● Texte proposé
....................

Situations est une curieuse et hiératique exposition. L’accrochage est d’une très grande élégance, rigoureux dans les espacements, multiple dans ses propositions. Les photographies semblent relever de l’insistance d’une question post-spinoziste – Que peut un corps ? – Que peut la photographie, lorsqu’elle n’est ni plasticienne ni documentaire, selon les deux qualités dominantes du médium ? Photographier des corps dont l’expérience proposée à la représentation refuse de figer ce qu’ils sont et font est déjà une réponse. Mais au delà de celle-ci, que peut-on dire ?

On l’aura compris, Suzanne Lafont est photographe. Cependant, ses images ne cessent d’indexer son attachement au langage et à la fiction : on trouve des mots pour légender les images, façon de les raccorder à la réalité ; un livre ouvert dont on ne peut pas y lire grand-chose, la lumière donne à la page un aspect métallique, façon de déplacer le temps de lire à celui de voir ; des références à l’art, General Idea, la grille moderniste version minimaliste ; des références culturelles de la série Twin Peaks de David Lynch et Mark Frost à la nouvelle d’Edgar Allan Poe, Le mystère de Marie Roget. Tout cela conduisant l’esprit à une déroute, malgré un accrochage au cordeau, façon d’engager un suspens.

....................

● Matériel
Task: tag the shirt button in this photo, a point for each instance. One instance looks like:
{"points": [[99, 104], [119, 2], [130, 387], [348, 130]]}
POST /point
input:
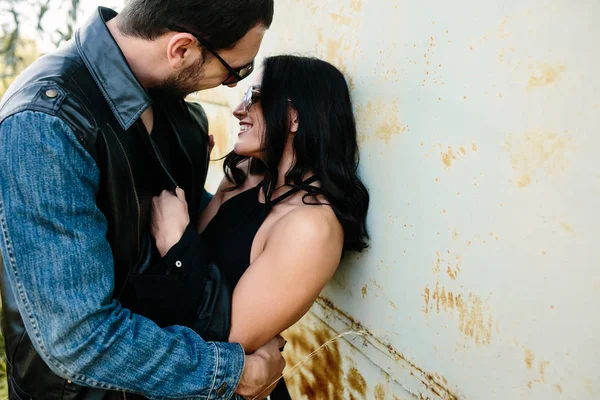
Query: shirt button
{"points": [[51, 93], [222, 389]]}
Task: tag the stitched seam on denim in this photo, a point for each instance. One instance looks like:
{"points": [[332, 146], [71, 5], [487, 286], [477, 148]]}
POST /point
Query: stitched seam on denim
{"points": [[14, 354], [12, 263], [100, 84], [216, 370]]}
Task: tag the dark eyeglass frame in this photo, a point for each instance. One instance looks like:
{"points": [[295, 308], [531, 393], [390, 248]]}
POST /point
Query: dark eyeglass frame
{"points": [[250, 96], [235, 74]]}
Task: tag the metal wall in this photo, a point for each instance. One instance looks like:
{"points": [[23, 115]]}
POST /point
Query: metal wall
{"points": [[479, 134]]}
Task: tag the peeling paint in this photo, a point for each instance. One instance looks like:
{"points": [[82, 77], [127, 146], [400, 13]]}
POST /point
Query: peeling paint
{"points": [[449, 156], [529, 357], [379, 392]]}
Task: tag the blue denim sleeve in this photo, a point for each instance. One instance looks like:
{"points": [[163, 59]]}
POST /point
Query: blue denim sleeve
{"points": [[60, 267]]}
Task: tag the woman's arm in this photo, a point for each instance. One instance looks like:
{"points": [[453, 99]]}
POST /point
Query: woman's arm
{"points": [[300, 256]]}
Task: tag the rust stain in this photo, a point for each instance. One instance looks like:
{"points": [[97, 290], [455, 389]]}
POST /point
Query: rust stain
{"points": [[372, 126], [341, 19], [437, 263], [357, 382], [558, 388], [529, 357], [502, 34], [474, 319], [379, 392], [453, 273], [426, 296], [375, 283], [533, 153], [426, 378], [323, 376], [566, 226], [544, 75], [449, 156], [543, 366], [355, 5]]}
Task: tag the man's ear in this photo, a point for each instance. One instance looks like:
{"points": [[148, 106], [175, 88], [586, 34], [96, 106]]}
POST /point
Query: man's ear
{"points": [[182, 50], [293, 118]]}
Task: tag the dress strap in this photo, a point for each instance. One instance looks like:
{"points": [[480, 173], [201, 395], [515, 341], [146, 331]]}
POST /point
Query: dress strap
{"points": [[292, 191]]}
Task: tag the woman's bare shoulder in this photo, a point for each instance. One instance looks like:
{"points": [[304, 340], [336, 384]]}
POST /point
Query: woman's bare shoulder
{"points": [[319, 222]]}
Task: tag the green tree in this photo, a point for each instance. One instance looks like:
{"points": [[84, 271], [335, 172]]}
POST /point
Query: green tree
{"points": [[17, 52]]}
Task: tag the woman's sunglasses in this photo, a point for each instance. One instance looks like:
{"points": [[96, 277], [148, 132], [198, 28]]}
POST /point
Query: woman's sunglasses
{"points": [[235, 74], [251, 96]]}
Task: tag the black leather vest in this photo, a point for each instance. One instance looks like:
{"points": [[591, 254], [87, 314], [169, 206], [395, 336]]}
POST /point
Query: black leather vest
{"points": [[96, 94]]}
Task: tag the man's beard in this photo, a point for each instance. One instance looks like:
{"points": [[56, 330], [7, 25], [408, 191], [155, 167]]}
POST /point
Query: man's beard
{"points": [[184, 82]]}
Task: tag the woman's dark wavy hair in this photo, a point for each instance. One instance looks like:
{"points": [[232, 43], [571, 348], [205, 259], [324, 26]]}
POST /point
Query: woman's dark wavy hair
{"points": [[324, 143]]}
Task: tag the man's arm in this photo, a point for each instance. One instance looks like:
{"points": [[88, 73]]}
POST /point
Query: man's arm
{"points": [[60, 266]]}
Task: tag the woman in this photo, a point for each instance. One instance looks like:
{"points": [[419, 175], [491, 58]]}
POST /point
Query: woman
{"points": [[290, 203]]}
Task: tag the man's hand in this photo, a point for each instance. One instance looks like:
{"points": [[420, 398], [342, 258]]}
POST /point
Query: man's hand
{"points": [[169, 219], [262, 368]]}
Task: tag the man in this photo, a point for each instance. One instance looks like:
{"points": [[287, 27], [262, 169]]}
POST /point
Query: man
{"points": [[88, 135]]}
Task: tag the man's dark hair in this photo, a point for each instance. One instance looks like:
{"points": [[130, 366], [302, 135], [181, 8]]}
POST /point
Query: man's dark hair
{"points": [[221, 22]]}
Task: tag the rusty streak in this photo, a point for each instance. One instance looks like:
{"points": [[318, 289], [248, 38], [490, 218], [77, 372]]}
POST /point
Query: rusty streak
{"points": [[426, 378]]}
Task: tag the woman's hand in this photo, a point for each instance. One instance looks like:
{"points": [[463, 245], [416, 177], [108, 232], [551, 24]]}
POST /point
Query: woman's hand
{"points": [[169, 219]]}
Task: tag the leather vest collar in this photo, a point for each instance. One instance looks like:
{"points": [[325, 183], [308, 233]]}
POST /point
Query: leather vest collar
{"points": [[107, 65]]}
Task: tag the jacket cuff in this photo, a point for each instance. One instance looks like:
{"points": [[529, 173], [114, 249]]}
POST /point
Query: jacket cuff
{"points": [[229, 367]]}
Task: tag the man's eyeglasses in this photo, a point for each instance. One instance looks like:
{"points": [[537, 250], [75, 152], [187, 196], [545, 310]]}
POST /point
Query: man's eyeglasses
{"points": [[251, 96], [235, 74]]}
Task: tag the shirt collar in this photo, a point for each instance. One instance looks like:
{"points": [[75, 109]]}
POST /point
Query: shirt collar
{"points": [[107, 65]]}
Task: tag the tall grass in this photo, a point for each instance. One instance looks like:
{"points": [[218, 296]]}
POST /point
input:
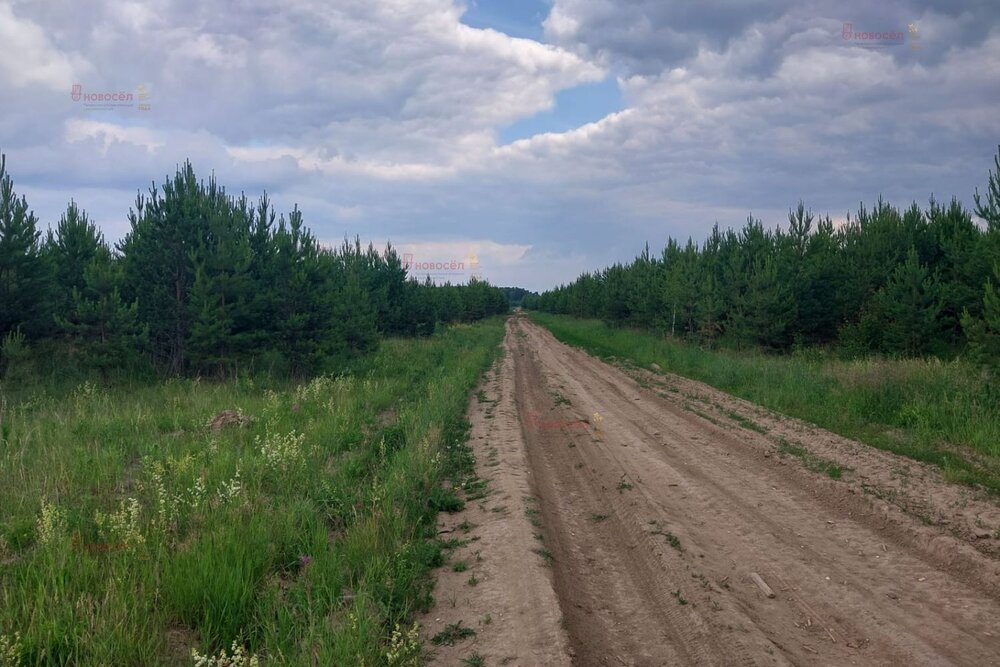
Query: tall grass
{"points": [[131, 533], [944, 413]]}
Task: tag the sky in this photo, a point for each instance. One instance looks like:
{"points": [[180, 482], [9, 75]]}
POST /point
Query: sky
{"points": [[526, 141]]}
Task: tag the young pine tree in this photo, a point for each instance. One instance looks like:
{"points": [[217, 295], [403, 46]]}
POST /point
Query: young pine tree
{"points": [[25, 281]]}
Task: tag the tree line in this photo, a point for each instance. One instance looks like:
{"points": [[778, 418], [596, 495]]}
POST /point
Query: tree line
{"points": [[891, 281], [206, 282]]}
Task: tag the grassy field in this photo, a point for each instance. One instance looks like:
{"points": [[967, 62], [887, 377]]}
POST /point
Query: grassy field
{"points": [[132, 533], [944, 413]]}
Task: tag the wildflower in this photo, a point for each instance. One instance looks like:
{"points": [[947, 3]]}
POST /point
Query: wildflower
{"points": [[10, 650], [51, 523], [282, 451], [404, 648], [122, 525], [239, 658]]}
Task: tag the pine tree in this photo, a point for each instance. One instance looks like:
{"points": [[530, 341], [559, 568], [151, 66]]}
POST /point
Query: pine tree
{"points": [[104, 329], [984, 333], [909, 306], [70, 250], [24, 277]]}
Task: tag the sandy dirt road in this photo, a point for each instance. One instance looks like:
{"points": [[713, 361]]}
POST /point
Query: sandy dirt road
{"points": [[659, 498]]}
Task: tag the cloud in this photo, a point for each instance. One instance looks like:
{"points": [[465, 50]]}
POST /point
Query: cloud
{"points": [[29, 57], [381, 117]]}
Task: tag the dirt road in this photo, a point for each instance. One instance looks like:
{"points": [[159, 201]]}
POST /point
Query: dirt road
{"points": [[645, 506]]}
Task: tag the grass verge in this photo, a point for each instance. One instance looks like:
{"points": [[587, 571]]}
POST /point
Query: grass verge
{"points": [[132, 533], [942, 413]]}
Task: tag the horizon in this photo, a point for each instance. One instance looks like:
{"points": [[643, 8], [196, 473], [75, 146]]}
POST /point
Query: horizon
{"points": [[545, 139]]}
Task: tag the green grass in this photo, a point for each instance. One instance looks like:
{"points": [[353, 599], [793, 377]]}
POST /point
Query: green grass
{"points": [[131, 533], [939, 412]]}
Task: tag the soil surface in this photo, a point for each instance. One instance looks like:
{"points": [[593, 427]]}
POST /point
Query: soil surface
{"points": [[638, 518]]}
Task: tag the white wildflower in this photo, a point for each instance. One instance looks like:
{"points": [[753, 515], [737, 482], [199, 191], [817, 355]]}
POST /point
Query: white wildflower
{"points": [[51, 523], [239, 658]]}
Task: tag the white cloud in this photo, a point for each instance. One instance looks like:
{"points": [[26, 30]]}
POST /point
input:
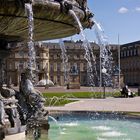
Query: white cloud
{"points": [[123, 10], [137, 9]]}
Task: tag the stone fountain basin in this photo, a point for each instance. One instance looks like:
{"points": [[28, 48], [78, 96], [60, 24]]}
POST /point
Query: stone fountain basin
{"points": [[49, 21], [15, 130]]}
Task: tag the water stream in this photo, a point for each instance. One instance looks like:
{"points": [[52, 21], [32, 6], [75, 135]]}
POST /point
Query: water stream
{"points": [[89, 56], [105, 56], [64, 61], [31, 53]]}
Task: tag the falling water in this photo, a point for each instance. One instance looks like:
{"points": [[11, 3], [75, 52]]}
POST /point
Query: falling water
{"points": [[64, 61], [105, 56], [55, 122], [89, 56], [31, 53]]}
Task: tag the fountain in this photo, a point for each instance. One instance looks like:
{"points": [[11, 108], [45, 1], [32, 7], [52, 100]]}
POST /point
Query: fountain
{"points": [[52, 19], [105, 57]]}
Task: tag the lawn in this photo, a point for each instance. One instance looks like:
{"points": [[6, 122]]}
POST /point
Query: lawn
{"points": [[62, 98]]}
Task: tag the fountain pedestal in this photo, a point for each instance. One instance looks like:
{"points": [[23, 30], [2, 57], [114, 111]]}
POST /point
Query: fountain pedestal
{"points": [[37, 129]]}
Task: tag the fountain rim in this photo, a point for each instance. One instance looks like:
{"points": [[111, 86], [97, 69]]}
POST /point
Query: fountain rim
{"points": [[66, 22], [128, 115]]}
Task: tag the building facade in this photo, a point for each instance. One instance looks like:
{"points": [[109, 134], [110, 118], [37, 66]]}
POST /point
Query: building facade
{"points": [[17, 62], [130, 63], [49, 60], [75, 54]]}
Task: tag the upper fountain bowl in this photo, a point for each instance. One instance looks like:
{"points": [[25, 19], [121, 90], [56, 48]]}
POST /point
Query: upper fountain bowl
{"points": [[52, 19]]}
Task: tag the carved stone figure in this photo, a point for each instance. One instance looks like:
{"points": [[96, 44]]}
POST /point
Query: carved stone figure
{"points": [[33, 98]]}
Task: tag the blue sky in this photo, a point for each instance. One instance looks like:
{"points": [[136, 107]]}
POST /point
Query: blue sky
{"points": [[116, 17]]}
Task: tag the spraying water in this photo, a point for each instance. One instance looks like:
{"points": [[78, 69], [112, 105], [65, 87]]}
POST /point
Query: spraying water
{"points": [[31, 53], [55, 122], [89, 56], [105, 56], [64, 61]]}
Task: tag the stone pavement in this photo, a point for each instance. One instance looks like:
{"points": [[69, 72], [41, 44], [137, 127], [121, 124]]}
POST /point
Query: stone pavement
{"points": [[108, 104]]}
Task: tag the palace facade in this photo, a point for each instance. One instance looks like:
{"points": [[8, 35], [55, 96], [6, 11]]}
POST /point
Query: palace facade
{"points": [[130, 63], [49, 61]]}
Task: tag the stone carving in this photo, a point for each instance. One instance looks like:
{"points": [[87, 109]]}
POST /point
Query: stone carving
{"points": [[34, 99], [57, 16]]}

....................

● Consignes
(1) D'après le texte sur l'exposition Situations, quel métier exerce Suzanne Lafont ?
(2) Recopiez le passage du texte sur l'exposition Situations, de « Situations est une » à « que peut-on dire ? ».
(3) Reprenez le texte sur l'exposition Situations là où il s'arrête et poursuivez-le.
Le matériel fourni n'est pas nécessaire pour répondre.

● Réponses successives
(1) Suzanne Lafont est photographe.

(2)
Situations est une curieuse et hiératique exposition. L’accrochage est d’une très grande élégance, rigoureux dans les espacements, multiple dans ses propositions. Les photographies semblent relever de l’insistance d’une question post-spinoziste – Que peut un corps ? – Que peut la photographie, lorsqu’elle n’est ni plasticienne ni documentaire, selon les deux qualités dominantes du médium ? Photographier des corps dont l’expérience proposée à la représentation refuse de figer ce qu’ils sont et font est déjà une réponse. Mais au delà de celle-ci, que peut-on dire ?

(3)
Qu’est-ce qui se passe ? Où ça se trouve ? Voilà deux questions auxquelles on reste arrimé, avant d’être convaincu que quelque chose, une énigme ou un vide, est à l’origine des actions photographiées, des images légendées, des significations supposées, et comble de notre étonnement, de leur transfert et de leur repositionnement possibles. En somme pour trouver l’image qui exprime au mieux Situations, on serait tenter d’utiliser celle d’un dictionnaire qui aurait perdu son ordre alphabétique, ou l’histoire d’un crime sans cadavre. Pour le coup, la situation du spectateur est malaisée. Ses habitudes de fouilles, d’extractions des profondeurs imaginaires et intellectuelles, ou son plaisir du contentement immédiat devant des tombereaux de séduction sont anéantis. Malaisée encore de ne pas trouver une logique d’enchaînements comme si on avait jeté du centième étage les preuves d’un secret dont on ignore tout, ou laissé un logiciel organiser de façon aléatoire le montage d’un film. La situation du critique n’est pas plus confortable parce qu’il semble comprendre qu’un vide a damé le pion, tel un agencement spatial et rythmique organisé par une soustraction. Un peu comme si le point de vue était délogé du corps, à la manière d’un Merleau-Ponty : se rendre présent à une certaine absence.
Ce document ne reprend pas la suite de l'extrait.